▶ _Goal of the exercise_
Print exactly the lines from the line with "Please place a point on the towering" to the last line of the data, please, both included.

▶ _Dataset records_
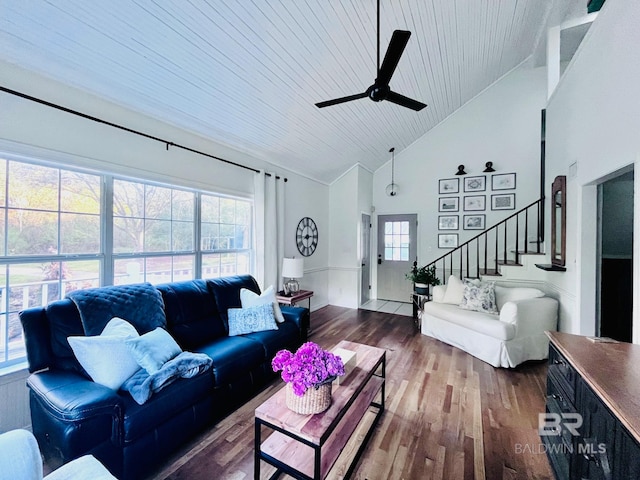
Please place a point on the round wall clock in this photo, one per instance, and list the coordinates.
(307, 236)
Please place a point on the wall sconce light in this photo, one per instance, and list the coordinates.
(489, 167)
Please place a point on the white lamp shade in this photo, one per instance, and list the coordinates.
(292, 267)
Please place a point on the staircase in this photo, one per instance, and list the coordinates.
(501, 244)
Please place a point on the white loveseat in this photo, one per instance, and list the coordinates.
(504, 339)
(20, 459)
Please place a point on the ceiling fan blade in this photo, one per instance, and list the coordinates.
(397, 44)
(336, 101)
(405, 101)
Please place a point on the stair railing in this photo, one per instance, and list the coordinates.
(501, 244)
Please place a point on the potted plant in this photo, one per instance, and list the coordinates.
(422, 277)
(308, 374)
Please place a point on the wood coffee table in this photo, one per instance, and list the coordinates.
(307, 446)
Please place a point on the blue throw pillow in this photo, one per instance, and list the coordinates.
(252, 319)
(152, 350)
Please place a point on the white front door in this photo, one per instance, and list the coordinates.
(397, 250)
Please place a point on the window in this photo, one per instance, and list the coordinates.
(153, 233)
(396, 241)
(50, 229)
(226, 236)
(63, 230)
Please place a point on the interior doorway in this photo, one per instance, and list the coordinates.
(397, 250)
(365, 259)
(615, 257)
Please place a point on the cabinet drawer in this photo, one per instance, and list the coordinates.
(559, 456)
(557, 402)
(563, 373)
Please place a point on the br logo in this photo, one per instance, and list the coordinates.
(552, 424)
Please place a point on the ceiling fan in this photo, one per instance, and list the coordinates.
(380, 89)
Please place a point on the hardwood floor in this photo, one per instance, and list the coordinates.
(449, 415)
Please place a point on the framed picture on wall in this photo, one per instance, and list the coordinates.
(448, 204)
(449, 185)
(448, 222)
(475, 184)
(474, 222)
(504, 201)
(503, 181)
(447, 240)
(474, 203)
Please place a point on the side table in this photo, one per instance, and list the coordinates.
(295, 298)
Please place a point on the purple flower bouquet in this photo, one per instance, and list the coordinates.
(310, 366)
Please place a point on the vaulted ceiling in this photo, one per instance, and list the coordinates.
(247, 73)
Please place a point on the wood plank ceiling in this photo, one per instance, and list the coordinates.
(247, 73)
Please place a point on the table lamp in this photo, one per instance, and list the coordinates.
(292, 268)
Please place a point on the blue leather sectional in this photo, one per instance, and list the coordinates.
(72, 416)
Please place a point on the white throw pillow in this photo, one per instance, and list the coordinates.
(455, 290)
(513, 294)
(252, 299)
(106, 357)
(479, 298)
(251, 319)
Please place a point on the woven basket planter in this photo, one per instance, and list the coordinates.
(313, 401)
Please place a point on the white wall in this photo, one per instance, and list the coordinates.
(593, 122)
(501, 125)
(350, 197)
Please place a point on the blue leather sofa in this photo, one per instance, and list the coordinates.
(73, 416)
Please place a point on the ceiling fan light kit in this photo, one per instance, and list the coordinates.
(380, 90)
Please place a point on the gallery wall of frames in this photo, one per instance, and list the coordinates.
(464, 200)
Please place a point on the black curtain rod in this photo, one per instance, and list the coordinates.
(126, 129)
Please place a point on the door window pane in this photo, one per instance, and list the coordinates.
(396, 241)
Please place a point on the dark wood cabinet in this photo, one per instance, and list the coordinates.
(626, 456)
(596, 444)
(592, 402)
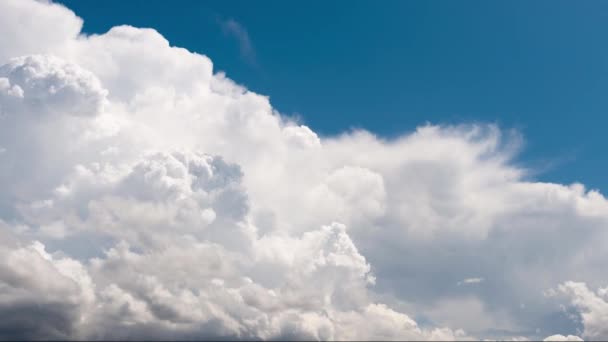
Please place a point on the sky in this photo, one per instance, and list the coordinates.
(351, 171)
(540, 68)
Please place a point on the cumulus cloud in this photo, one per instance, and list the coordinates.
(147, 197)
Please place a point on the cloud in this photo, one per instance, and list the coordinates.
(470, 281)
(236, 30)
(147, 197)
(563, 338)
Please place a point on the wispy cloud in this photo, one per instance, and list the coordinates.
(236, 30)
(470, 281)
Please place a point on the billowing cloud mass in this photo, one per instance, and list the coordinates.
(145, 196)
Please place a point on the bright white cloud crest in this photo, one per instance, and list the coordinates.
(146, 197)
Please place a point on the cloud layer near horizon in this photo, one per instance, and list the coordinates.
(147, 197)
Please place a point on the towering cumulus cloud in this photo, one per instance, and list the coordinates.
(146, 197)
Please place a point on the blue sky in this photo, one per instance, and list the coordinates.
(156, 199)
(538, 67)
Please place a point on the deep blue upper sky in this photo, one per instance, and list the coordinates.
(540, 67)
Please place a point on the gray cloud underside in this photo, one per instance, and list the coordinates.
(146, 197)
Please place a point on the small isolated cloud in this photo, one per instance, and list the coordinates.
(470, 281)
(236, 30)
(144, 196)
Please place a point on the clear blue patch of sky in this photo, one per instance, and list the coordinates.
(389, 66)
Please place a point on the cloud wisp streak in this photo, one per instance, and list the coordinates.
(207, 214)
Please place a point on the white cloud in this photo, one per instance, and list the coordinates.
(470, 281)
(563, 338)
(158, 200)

▶ _Complete answer_
Please place a point on the towering cumulus cloud in this photo, one per instance, and list the coordinates.
(146, 197)
Please place a point on the blue sky in this photo, one per instance, and list the coordinates.
(156, 199)
(538, 67)
Please place a point on the deep blue upper sky in this photo, one per instance, and list the coordinates.
(540, 67)
Please place a point on the gray cloud underside in this photo, one per instance, and list the coordinates.
(146, 197)
Please place a point on the small isolated cloud in this photo, one per instance, and list the coordinates.
(470, 281)
(236, 30)
(144, 196)
Please place a point on the clear blue patch of sky in this photo, one per instance, and list the coordinates.
(389, 66)
Please place a point on the cloud wisp streak in this photo, one per instance, and list the coordinates.
(207, 214)
Please place a point on the white cloud in this photo, one per instance, and list the coordinates.
(470, 281)
(563, 338)
(158, 200)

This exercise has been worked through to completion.